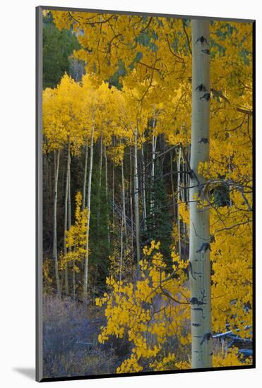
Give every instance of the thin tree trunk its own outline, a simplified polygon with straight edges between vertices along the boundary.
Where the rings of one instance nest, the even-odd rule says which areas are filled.
[[[88,303],[88,260],[89,260],[89,229],[90,220],[90,203],[91,203],[91,183],[92,183],[92,172],[93,172],[93,153],[94,145],[94,132],[95,132],[95,112],[93,117],[93,128],[90,140],[90,158],[89,164],[88,173],[88,219],[86,226],[86,256],[85,260],[84,268],[84,279],[83,287],[83,298],[85,304]]]
[[[67,151],[67,166],[66,166],[66,195],[64,199],[64,255],[66,257],[66,231],[68,222],[68,202],[69,202],[69,174],[70,174],[70,138],[68,144]],[[66,295],[69,294],[69,269],[68,264],[66,260],[64,267],[64,288]]]
[[[105,146],[105,197],[107,199],[107,240],[110,243],[110,230],[109,230],[109,215],[108,214],[108,166],[107,147]]]
[[[180,202],[180,185],[181,185],[181,148],[179,147],[178,158],[177,157],[177,235],[178,235],[178,249],[179,257],[181,257],[181,233],[180,233],[180,213],[179,213],[179,202]]]
[[[142,144],[141,147],[141,159],[142,159],[142,200],[143,200],[143,218],[144,230],[146,231],[146,200],[145,200],[145,155],[144,155],[144,147]]]
[[[190,193],[189,274],[191,305],[192,368],[212,367],[212,327],[209,209],[202,207],[199,190],[205,177],[198,173],[199,162],[209,160],[210,56],[203,37],[210,42],[209,22],[192,20],[192,133]],[[203,87],[205,88],[203,90]],[[207,141],[201,142],[201,139]],[[203,190],[202,190],[203,191]]]
[[[71,166],[71,162],[70,162],[70,166]],[[69,231],[70,230],[71,227],[71,168],[69,168],[69,220],[68,220],[68,226],[69,226]],[[71,253],[72,251],[72,248],[71,246],[69,248],[69,250]],[[74,261],[73,262],[73,269],[74,269],[75,263]]]
[[[97,207],[97,230],[99,230],[100,219],[100,202],[101,202],[101,185],[102,185],[102,165],[103,160],[103,138],[100,137],[100,162],[99,162],[99,181],[98,181],[98,207]]]
[[[113,162],[112,177],[112,205],[113,205],[112,229],[113,229],[113,234],[114,234],[114,162]]]
[[[172,151],[170,151],[170,174],[171,174],[171,186],[172,186],[172,202],[173,205],[173,217],[174,222],[176,221],[176,198],[174,195],[174,176],[173,176],[173,156]],[[177,219],[177,223],[179,222]]]
[[[153,128],[155,128],[155,108],[154,107],[154,113],[153,118]],[[152,138],[152,170],[151,170],[151,199],[150,199],[150,214],[153,214],[153,210],[154,208],[154,200],[152,198],[152,191],[154,188],[154,181],[155,181],[155,151],[157,148],[157,136],[153,135]]]
[[[130,219],[131,219],[131,257],[133,260],[133,194],[132,194],[132,154],[131,147],[129,147],[130,153],[130,180],[129,180],[129,198],[130,198]]]
[[[135,132],[135,155],[134,155],[134,174],[133,190],[135,198],[135,224],[136,224],[136,259],[138,265],[138,275],[139,276],[140,262],[140,224],[139,224],[139,187],[138,187],[138,129]]]
[[[86,177],[88,174],[88,138],[86,140],[86,145],[85,145],[84,179],[83,179],[83,183],[82,210],[83,210],[85,207],[85,192],[86,192]]]
[[[122,213],[122,217],[121,217],[121,234],[120,234],[120,265],[119,265],[119,281],[122,279],[122,266],[123,266],[123,224],[124,224],[124,214]]]
[[[76,252],[76,241],[73,247],[73,251]],[[75,271],[75,260],[73,260],[73,299],[76,300],[76,271]]]
[[[121,161],[121,176],[122,186],[122,212],[124,234],[126,238],[126,193],[124,188],[124,159]]]
[[[58,267],[57,258],[57,231],[56,231],[56,208],[57,208],[57,183],[59,172],[60,150],[58,150],[57,154],[54,152],[54,226],[53,226],[53,258],[54,260],[54,268],[56,273],[56,289],[59,298],[61,297],[61,287],[59,280],[59,270]]]

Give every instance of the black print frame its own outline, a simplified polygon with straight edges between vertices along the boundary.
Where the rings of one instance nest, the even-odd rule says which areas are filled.
[[[255,21],[36,19],[37,380],[255,368]]]

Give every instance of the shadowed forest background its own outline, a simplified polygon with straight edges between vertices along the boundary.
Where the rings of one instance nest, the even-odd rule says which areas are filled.
[[[197,346],[252,363],[252,25],[209,24],[192,41],[189,19],[44,11],[45,377],[191,368],[190,244],[210,263]],[[196,140],[192,92],[210,104]],[[196,248],[193,202],[210,217]]]

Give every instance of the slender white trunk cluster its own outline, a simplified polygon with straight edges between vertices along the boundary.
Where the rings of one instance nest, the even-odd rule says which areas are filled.
[[[69,176],[70,176],[70,138],[69,140],[68,151],[67,151],[67,166],[66,166],[66,195],[64,200],[64,255],[66,257],[67,255],[66,248],[66,231],[68,230],[68,208],[69,208]],[[66,259],[64,268],[64,289],[66,295],[69,293],[69,269],[68,264]]]
[[[180,185],[181,185],[181,148],[179,150],[178,158],[177,159],[177,235],[178,235],[178,246],[179,254],[181,257],[181,233],[180,233],[180,219],[179,219],[179,202],[180,202]]]
[[[83,183],[82,210],[83,210],[85,207],[85,192],[86,192],[86,177],[88,175],[88,138],[86,140],[86,145],[85,145],[84,179],[83,179]]]
[[[91,203],[91,183],[92,183],[92,173],[93,173],[93,154],[94,146],[94,133],[95,133],[95,112],[93,113],[93,128],[90,140],[90,159],[89,164],[88,172],[88,219],[86,226],[86,256],[85,261],[84,268],[84,281],[83,281],[83,301],[86,304],[88,298],[88,260],[89,260],[89,229],[90,229],[90,203]]]
[[[124,234],[126,238],[126,193],[124,188],[124,159],[121,161],[121,177],[122,183],[122,218],[124,223]]]
[[[138,272],[139,274],[140,262],[140,224],[139,224],[139,186],[138,186],[138,129],[135,131],[134,147],[134,171],[133,171],[133,190],[135,199],[135,224],[136,224],[136,258],[138,262]]]
[[[56,289],[59,298],[61,297],[61,286],[59,279],[59,271],[57,258],[57,231],[56,231],[56,207],[57,207],[57,183],[59,173],[60,150],[57,154],[54,152],[54,226],[53,226],[53,257],[54,260],[54,269],[56,272]]]
[[[192,133],[189,272],[191,288],[192,368],[212,367],[209,209],[199,205],[205,178],[198,164],[209,159],[209,22],[192,20]]]
[[[105,198],[107,199],[107,241],[110,243],[109,215],[108,214],[108,165],[107,147],[105,146]]]
[[[142,161],[142,200],[143,200],[143,218],[144,224],[144,230],[147,229],[147,212],[146,212],[146,198],[145,198],[145,166],[144,147],[142,144],[141,148],[141,161]]]

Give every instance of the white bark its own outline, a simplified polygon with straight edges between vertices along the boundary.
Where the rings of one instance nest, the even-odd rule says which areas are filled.
[[[122,186],[122,212],[124,234],[126,238],[126,193],[124,188],[124,159],[121,161],[121,177]]]
[[[192,20],[192,133],[189,189],[190,250],[189,277],[191,304],[192,368],[212,367],[211,302],[209,209],[201,208],[198,199],[205,185],[204,176],[198,174],[201,162],[209,159],[210,100],[203,96],[210,93],[210,56],[203,51],[208,44],[201,42],[204,37],[209,43],[209,22]],[[199,87],[204,90],[200,90]],[[201,142],[207,139],[208,142]],[[192,187],[194,186],[194,187]],[[203,198],[202,198],[203,199]],[[202,248],[201,248],[202,247]]]
[[[88,138],[86,140],[86,145],[85,145],[84,179],[83,179],[83,183],[82,210],[83,210],[85,207],[85,192],[86,192],[86,177],[88,174]]]
[[[129,147],[130,153],[130,181],[129,181],[129,197],[130,197],[130,219],[131,229],[131,257],[133,259],[133,196],[132,196],[132,154],[131,147]]]
[[[60,150],[54,153],[54,226],[53,226],[53,257],[54,260],[54,268],[56,273],[56,289],[59,298],[61,297],[61,286],[59,279],[59,271],[57,259],[57,231],[56,231],[56,207],[57,207],[57,183],[59,172]]]
[[[109,216],[108,214],[108,166],[107,147],[105,146],[105,197],[107,198],[107,240],[110,243]]]
[[[144,156],[144,147],[142,144],[141,148],[141,159],[142,159],[142,200],[143,200],[143,218],[144,230],[146,231],[146,201],[145,201],[145,156]]]
[[[68,144],[68,151],[67,151],[67,166],[66,166],[66,195],[64,199],[64,255],[66,256],[67,255],[67,248],[66,248],[66,231],[67,223],[68,223],[68,205],[69,205],[69,174],[70,174],[70,163],[71,163],[71,157],[70,157],[70,138],[69,140]],[[64,268],[64,289],[66,295],[69,293],[69,269],[68,264],[66,261],[65,268]]]
[[[154,108],[154,114],[153,119],[153,128],[155,128],[155,108]],[[157,148],[157,136],[153,135],[152,138],[152,170],[151,170],[151,190],[153,190],[154,187],[154,180],[155,180],[155,151]],[[154,208],[154,200],[151,197],[150,200],[150,214],[153,213],[153,210]]]
[[[179,202],[180,202],[180,185],[181,185],[181,148],[179,147],[178,158],[177,158],[177,235],[178,235],[178,248],[179,254],[181,257],[181,233],[180,233],[180,219],[179,219]]]
[[[120,263],[119,263],[119,281],[122,279],[122,265],[123,265],[123,224],[124,224],[124,214],[121,217],[121,232],[120,232]]]
[[[139,224],[139,187],[138,187],[138,129],[135,132],[135,147],[134,147],[134,174],[133,174],[133,190],[135,200],[135,224],[136,224],[136,258],[138,262],[138,273],[139,274],[140,262],[140,224]]]
[[[85,260],[84,267],[84,280],[83,287],[83,301],[87,304],[88,298],[88,260],[89,260],[89,230],[90,230],[90,203],[91,203],[91,183],[92,183],[92,173],[93,173],[93,145],[94,145],[94,132],[95,132],[95,112],[93,112],[93,121],[90,140],[90,158],[89,164],[88,172],[88,219],[86,226],[86,256]]]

◇ ◇ ◇ ◇

PROBLEM TO SOLVE
Gather all lines in the records above that contain the word "every" and copy each one in full. Case counts when matching.

EXERCISE RESULT
Give every instance of the thin tree trunk its own outline, a simplified polygon with straight edges between vertices along the boundary.
Give every instance of the black print frame its own outline, a simplified polygon with straight edges between vertices along the boundary.
Give every instance of the shadowed forest background its own outline, a simplified polygon with straight edges between vertices along the boundary.
Give every instance of the slender white trunk cluster its own outline, a simplified polygon with straight edges between vertices along the boundary.
Give every instance of the white bark its own outline, a simplified polygon with straight edges between vertices along the boundary.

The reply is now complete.